_WHAT TO WORK ON:_ Skip any picture you find and retype all the remaining lines exactly.

_INFORMATION SHOWN:_
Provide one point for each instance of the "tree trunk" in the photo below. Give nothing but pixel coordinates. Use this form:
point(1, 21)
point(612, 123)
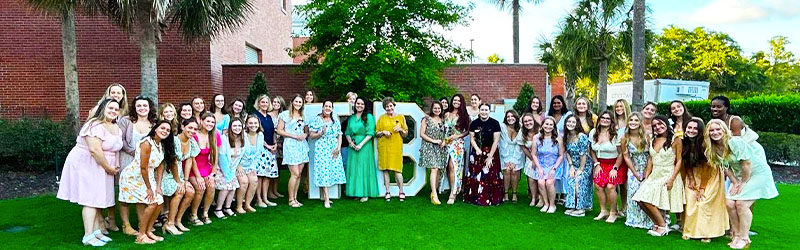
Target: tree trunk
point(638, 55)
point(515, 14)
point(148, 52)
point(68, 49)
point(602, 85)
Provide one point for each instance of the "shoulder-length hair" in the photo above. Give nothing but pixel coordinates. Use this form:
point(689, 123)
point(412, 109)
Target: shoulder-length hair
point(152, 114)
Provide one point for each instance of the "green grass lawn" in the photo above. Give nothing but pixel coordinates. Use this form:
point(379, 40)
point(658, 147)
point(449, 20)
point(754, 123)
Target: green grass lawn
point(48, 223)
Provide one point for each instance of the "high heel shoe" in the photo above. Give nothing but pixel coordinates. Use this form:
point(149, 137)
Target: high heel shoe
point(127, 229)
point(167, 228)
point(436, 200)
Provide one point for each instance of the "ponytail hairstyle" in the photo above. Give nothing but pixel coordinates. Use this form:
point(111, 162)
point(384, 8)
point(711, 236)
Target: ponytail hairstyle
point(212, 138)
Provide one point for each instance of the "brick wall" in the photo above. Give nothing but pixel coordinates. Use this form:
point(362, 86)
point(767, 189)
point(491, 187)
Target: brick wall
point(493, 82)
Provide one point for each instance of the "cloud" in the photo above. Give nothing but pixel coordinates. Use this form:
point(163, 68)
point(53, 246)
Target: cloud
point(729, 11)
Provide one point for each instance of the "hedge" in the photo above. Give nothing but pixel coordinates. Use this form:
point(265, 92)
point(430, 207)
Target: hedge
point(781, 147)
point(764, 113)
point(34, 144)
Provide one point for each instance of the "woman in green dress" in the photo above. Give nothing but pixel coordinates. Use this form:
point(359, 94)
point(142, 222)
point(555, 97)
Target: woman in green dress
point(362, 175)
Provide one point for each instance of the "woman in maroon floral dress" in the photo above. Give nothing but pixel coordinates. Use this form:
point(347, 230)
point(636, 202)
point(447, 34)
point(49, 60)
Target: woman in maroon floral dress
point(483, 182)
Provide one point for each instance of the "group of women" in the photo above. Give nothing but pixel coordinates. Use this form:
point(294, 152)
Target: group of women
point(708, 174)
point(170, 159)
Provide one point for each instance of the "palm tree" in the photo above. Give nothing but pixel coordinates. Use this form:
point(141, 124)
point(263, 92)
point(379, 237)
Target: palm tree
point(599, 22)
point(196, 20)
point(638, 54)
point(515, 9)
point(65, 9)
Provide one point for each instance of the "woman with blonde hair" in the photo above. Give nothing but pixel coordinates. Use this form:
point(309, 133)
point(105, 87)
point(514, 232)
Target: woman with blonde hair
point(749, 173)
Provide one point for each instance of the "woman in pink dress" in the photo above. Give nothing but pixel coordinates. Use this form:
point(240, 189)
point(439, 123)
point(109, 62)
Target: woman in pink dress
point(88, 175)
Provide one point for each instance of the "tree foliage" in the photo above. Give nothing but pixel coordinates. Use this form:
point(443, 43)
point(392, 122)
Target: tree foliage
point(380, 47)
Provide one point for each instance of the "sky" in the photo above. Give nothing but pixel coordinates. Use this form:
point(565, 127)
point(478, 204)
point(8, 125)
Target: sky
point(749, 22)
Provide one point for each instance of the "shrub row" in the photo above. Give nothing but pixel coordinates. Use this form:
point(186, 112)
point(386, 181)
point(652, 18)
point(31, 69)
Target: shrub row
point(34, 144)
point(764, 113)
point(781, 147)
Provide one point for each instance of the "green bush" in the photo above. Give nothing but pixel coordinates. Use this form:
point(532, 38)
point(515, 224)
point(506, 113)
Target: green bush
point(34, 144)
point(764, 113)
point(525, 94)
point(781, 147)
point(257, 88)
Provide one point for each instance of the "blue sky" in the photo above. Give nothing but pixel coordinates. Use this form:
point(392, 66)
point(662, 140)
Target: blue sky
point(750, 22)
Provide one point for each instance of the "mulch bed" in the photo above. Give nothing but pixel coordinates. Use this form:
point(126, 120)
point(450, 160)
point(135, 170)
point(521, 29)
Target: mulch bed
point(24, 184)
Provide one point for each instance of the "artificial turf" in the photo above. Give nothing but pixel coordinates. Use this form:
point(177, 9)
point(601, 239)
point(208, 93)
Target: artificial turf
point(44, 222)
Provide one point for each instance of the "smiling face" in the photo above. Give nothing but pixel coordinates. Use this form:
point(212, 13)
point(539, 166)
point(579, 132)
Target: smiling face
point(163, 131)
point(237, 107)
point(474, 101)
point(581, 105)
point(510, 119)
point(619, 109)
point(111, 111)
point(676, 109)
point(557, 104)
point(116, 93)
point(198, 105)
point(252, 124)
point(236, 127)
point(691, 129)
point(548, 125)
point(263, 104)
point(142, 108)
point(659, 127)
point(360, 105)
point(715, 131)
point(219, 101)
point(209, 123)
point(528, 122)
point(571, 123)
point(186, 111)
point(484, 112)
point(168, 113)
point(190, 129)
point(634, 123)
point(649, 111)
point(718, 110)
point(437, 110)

_ANSWER IN FULL:_
Provide one point for each instance of the "tree trunk" in the photo below. Give nothing but pixel coordinates. Use this form:
point(1, 21)
point(612, 123)
Target: tree trunk
point(638, 55)
point(515, 14)
point(148, 52)
point(68, 49)
point(602, 85)
Provide one point for each instance of the "shoulder-length hair" in the photo above. Give nothing but pixel coordinates. Use this form:
point(689, 123)
point(412, 109)
Target: shoulder-length hair
point(152, 114)
Provide one point for each instance of the "green grass lawn" in the photo above. Give nothing but pixel coordinates. Use this form:
point(379, 40)
point(658, 147)
point(449, 20)
point(754, 123)
Target: green grass lawn
point(48, 223)
Provide one point for each instance of the "high heel shoe" in the photo above. Give nothing but pixel coordinates. Use this form:
point(149, 137)
Target: high heel shoe
point(127, 229)
point(167, 228)
point(436, 200)
Provide one point for each instance of the "ponytail hairstyle" in the photo above. Give nothing but pixel coordinates. Use this form:
point(111, 162)
point(384, 8)
point(711, 236)
Target: ponytail hairstyle
point(212, 138)
Provide one point for each instance of the "brick wall" in the photo above. Give nothing but pixel coordinates. Use this form:
point(362, 86)
point(767, 189)
point(491, 187)
Target: brick wall
point(493, 82)
Provide one point for each instance of the "cloud" in the photo above. Give nothing but pixel coordinates. Use this form:
point(163, 68)
point(53, 246)
Target: cloud
point(729, 11)
Provide one point for each instance of the "hedge" in the photo above. Give nothing but pixel coordinates. Use this form:
point(265, 92)
point(430, 207)
Target: hedge
point(781, 147)
point(764, 113)
point(34, 144)
Provide one point for each instance of the "woman in green dress" in the photo above. Give nothing but pixel coordinates. Use this form:
point(359, 94)
point(142, 222)
point(555, 97)
Target: woman in green dress
point(362, 175)
Provide one point for each instance of the "woman in maroon floral dress" in the photo above. Give nothing but pixel coordinates. Use this form:
point(347, 230)
point(636, 202)
point(447, 34)
point(49, 60)
Target: woman in maroon floral dress
point(483, 182)
Provide one point for each instance of the "group of women" in the photo above. Give nothing but pixel coordinates. Use this form:
point(294, 152)
Target: group of women
point(708, 174)
point(170, 159)
Provide one point for each instance of the "palm tree" in the photo above. Give nothing but pixel coordinates. Use this form:
point(141, 124)
point(263, 92)
point(379, 237)
Target: palm tree
point(599, 22)
point(196, 20)
point(638, 54)
point(515, 9)
point(65, 9)
Provide one point for each instance of the "woman with blonde hair" in the photo above. Give nothing but pixel coordinates. Use this form:
point(309, 133)
point(105, 87)
point(514, 232)
Target: woman with blonde hair
point(749, 173)
Provide one point for each instance of the "woman in pink dress" in the photo above. Give nothing but pixel coordinates. Use this form:
point(240, 189)
point(439, 123)
point(109, 62)
Target: woman in pink dress
point(88, 175)
Provide one point for each instance of the "tree foliage" in the photo above. Give nothing but pixel coordinates. Use this form:
point(443, 43)
point(392, 122)
Target: tree foliage
point(380, 47)
Provide one point for each instance of the "sky" in the photo above. Give nothing but pixel coordinates. Use this form:
point(565, 127)
point(478, 204)
point(8, 125)
Target: sky
point(749, 22)
Provide one point for each instance of the "shrub row" in the photo above. Give nothing but pixel coordinates. Use this form:
point(186, 112)
point(386, 181)
point(652, 18)
point(31, 69)
Target: shrub row
point(34, 144)
point(764, 113)
point(781, 147)
Provide one point for each instance of the "green bush" in the photo above. Give nothing but pixel coordinates. Use this form:
point(532, 38)
point(515, 224)
point(506, 113)
Target: green bush
point(34, 144)
point(764, 113)
point(525, 94)
point(781, 147)
point(257, 88)
Provide one point for each instance of the "blue sky" in the photo above. Give nothing but pixel coordinates. Use this form:
point(392, 66)
point(662, 140)
Target: blue sky
point(750, 22)
Provide one point for each instance of the "mulch bed" in the photo above. Give nothing but pixel coordinates. Use this form:
point(126, 120)
point(450, 160)
point(135, 170)
point(521, 29)
Target: mulch bed
point(24, 184)
Provide one point for each instance of the "artificial turf" in the photo above. Give nothing but pixel coordinates. Use this form:
point(177, 9)
point(601, 239)
point(208, 93)
Target: artificial turf
point(44, 222)
Provide one point for each instance of the "smiling face" in the photo above. Give nothing but pixel coordinates. Use this form:
point(212, 13)
point(539, 166)
point(579, 132)
Target: smiling face
point(163, 131)
point(237, 107)
point(474, 101)
point(581, 105)
point(510, 119)
point(619, 109)
point(111, 111)
point(676, 109)
point(557, 104)
point(116, 93)
point(198, 105)
point(252, 124)
point(236, 127)
point(691, 129)
point(548, 125)
point(263, 104)
point(142, 108)
point(659, 127)
point(360, 105)
point(715, 131)
point(219, 101)
point(209, 123)
point(528, 122)
point(571, 123)
point(186, 111)
point(484, 112)
point(168, 113)
point(190, 129)
point(634, 123)
point(649, 111)
point(718, 110)
point(437, 110)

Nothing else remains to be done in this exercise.